Items from a dataset:
= = = = = = =
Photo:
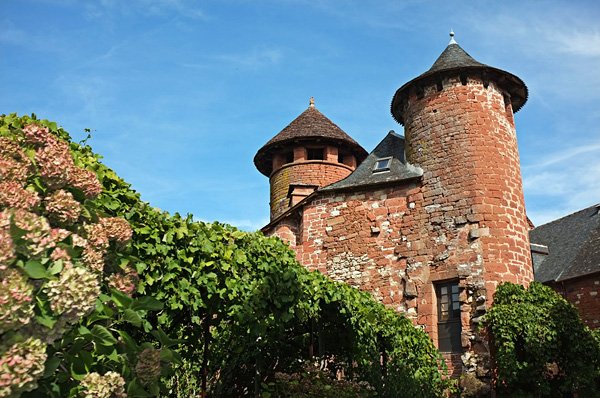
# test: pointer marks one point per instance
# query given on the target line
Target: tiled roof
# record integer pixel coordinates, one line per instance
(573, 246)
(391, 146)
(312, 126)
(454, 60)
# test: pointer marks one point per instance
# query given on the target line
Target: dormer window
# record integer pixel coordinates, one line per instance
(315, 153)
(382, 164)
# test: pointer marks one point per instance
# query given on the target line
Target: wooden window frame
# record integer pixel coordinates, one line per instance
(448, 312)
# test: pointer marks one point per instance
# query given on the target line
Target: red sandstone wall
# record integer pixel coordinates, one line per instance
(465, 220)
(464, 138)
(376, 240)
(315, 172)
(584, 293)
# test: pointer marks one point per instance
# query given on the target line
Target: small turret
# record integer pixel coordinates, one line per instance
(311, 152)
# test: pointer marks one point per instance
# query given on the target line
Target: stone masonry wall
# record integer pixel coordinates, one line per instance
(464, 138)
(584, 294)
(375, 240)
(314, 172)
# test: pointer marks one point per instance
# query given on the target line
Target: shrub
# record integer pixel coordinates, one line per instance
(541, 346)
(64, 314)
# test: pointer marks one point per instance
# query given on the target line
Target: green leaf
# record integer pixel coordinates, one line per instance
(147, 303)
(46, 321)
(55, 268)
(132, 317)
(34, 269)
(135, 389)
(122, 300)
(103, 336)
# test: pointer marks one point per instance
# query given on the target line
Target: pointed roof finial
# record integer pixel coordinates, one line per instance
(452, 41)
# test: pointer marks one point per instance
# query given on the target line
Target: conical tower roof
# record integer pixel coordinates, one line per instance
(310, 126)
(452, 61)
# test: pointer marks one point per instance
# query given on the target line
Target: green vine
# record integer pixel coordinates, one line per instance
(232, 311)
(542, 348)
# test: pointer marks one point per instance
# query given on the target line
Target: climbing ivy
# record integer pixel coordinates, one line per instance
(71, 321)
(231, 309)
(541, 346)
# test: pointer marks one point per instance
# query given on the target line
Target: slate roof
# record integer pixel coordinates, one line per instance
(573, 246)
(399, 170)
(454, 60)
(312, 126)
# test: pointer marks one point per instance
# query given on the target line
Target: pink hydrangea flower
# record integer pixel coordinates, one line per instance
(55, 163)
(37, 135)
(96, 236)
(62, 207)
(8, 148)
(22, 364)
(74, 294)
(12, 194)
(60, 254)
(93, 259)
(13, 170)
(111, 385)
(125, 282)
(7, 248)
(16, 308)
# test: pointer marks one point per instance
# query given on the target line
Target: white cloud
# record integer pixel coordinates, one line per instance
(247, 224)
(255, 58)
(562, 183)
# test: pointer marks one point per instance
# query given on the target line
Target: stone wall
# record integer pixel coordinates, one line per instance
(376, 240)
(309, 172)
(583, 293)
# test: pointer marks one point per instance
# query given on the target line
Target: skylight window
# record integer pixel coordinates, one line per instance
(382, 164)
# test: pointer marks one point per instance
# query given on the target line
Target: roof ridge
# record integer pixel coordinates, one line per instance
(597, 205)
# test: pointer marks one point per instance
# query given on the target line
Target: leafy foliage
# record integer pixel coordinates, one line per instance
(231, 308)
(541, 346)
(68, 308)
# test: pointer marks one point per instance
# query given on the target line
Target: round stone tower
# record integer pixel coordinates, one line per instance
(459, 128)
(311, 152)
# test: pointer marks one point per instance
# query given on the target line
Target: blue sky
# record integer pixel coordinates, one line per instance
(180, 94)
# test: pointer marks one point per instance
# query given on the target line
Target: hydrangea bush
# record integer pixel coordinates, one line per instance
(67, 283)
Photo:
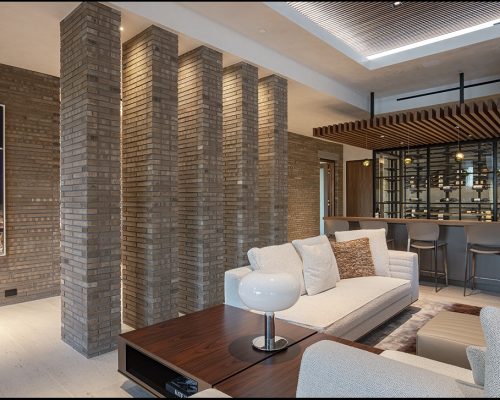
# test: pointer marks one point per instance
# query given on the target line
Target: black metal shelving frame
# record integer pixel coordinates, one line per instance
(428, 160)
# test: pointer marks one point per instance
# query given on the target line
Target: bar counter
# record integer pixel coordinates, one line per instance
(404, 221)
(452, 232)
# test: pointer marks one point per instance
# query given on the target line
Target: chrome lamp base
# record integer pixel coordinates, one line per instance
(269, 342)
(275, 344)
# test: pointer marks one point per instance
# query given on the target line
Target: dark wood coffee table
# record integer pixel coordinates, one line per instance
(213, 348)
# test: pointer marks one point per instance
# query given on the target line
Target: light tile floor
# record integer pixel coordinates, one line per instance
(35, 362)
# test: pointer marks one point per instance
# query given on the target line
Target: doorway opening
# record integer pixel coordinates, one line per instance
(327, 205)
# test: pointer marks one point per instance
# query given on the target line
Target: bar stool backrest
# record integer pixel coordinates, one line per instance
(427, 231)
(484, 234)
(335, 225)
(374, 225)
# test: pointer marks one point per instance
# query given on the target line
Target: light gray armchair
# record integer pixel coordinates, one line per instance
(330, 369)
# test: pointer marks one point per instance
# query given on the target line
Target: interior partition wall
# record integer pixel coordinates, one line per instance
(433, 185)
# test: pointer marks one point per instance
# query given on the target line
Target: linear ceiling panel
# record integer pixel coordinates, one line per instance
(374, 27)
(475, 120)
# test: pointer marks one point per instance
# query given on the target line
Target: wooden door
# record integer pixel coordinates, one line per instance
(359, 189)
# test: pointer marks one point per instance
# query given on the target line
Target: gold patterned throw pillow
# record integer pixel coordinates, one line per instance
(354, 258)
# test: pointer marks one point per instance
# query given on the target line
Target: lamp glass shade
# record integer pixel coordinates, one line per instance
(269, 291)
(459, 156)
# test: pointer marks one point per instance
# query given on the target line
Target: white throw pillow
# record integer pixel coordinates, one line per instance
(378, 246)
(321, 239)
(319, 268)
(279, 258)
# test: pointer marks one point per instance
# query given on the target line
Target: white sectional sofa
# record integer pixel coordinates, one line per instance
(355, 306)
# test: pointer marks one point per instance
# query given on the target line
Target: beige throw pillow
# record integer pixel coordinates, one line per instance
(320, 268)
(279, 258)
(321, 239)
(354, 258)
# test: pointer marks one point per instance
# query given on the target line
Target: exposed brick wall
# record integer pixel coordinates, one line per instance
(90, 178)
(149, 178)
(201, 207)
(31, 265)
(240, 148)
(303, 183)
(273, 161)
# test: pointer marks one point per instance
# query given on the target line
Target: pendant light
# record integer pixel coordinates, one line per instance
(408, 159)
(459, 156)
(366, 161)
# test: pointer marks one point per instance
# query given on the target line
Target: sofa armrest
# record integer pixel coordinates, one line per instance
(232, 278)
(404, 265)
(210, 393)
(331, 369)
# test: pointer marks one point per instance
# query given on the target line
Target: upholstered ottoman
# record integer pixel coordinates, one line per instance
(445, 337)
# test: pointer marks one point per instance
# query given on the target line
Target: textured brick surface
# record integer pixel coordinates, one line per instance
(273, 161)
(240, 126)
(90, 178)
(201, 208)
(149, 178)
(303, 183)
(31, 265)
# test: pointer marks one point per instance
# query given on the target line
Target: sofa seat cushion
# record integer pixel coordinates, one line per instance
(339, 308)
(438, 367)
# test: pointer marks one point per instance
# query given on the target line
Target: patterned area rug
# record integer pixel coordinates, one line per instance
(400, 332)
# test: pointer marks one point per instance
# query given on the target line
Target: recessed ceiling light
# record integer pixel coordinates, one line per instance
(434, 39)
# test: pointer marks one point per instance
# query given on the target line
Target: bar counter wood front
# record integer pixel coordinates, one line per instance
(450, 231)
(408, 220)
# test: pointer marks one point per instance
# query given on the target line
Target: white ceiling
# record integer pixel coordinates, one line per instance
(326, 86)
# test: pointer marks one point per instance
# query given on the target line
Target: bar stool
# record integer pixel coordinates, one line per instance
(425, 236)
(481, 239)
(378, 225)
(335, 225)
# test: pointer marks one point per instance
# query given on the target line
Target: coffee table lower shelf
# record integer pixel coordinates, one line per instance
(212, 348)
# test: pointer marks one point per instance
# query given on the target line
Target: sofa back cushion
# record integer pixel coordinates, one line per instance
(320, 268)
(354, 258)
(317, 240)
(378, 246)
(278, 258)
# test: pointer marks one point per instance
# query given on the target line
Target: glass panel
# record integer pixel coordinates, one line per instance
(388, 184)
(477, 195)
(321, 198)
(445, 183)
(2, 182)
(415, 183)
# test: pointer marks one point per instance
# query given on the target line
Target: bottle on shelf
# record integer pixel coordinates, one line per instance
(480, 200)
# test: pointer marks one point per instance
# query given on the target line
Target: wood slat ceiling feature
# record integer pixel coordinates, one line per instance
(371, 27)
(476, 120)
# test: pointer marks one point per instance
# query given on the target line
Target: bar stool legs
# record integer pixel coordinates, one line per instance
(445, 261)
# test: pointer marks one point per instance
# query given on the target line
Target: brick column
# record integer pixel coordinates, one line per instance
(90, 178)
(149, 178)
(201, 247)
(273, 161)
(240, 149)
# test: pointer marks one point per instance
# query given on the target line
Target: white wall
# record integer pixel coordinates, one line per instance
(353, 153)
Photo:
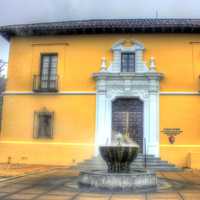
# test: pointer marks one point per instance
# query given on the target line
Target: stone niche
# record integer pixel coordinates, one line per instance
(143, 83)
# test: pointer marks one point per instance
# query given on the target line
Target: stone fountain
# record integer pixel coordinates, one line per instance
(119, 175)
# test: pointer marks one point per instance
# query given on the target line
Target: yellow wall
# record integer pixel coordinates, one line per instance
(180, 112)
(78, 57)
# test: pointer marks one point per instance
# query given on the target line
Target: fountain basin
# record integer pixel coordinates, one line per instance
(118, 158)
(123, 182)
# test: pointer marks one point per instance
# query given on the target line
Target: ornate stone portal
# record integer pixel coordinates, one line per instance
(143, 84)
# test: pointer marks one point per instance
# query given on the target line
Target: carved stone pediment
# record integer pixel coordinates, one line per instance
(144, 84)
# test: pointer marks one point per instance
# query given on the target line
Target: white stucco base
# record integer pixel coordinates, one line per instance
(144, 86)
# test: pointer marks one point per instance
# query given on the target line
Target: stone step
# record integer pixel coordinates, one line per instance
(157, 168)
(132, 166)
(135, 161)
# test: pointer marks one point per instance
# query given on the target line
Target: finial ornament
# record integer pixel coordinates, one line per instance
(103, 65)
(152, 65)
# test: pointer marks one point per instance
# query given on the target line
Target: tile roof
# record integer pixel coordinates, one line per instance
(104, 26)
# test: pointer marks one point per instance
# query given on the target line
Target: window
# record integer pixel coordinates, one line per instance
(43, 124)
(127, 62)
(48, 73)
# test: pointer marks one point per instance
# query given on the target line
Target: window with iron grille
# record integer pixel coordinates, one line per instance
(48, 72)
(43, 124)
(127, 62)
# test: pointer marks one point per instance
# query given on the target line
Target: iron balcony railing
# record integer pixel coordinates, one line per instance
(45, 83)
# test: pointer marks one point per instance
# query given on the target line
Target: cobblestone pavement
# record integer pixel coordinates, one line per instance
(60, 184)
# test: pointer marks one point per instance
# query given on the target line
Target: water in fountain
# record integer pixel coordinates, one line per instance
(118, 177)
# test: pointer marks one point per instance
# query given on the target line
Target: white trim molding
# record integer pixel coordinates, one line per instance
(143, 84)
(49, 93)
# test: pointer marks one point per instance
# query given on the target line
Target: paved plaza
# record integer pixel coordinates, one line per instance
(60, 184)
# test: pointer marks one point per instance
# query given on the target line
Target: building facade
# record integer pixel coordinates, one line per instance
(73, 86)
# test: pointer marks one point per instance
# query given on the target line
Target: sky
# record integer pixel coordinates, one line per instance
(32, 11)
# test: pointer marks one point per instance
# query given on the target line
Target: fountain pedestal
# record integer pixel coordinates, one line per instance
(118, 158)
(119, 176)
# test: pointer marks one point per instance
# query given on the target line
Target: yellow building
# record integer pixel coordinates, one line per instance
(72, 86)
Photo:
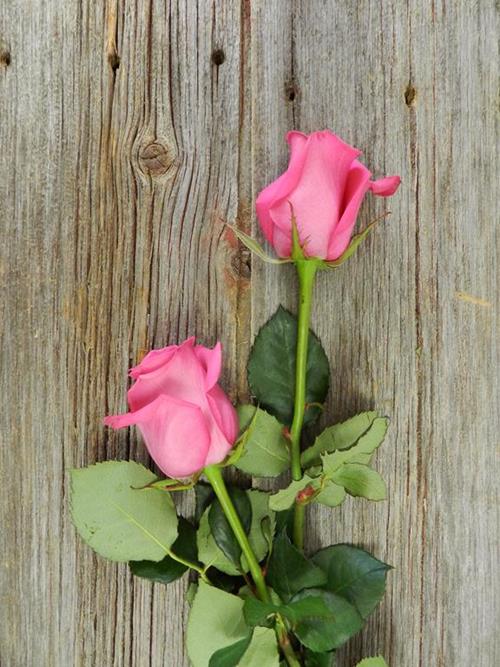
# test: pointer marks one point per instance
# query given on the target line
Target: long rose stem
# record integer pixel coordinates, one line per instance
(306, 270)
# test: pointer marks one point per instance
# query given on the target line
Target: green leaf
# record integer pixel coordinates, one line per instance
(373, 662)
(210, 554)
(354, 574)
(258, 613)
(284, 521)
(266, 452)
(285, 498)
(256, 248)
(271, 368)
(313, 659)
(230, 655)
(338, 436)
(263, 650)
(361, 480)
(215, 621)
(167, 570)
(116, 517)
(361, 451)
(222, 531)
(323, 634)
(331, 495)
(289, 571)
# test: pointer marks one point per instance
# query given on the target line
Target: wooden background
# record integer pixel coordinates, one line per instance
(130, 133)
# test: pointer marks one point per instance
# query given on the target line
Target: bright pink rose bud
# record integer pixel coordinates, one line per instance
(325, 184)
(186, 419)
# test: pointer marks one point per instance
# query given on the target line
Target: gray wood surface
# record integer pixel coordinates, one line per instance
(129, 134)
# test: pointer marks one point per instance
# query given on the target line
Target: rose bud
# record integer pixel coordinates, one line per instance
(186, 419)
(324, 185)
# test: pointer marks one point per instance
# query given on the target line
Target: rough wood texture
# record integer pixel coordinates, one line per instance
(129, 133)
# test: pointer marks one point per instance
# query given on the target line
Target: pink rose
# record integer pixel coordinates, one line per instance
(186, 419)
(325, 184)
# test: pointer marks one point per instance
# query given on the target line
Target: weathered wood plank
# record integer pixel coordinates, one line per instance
= = = = = = =
Where a line of the entries above holds the word "wooden", return that line.

**Result of this exercise**
Target: wooden window frame
Target: wooden door
Target: wooden background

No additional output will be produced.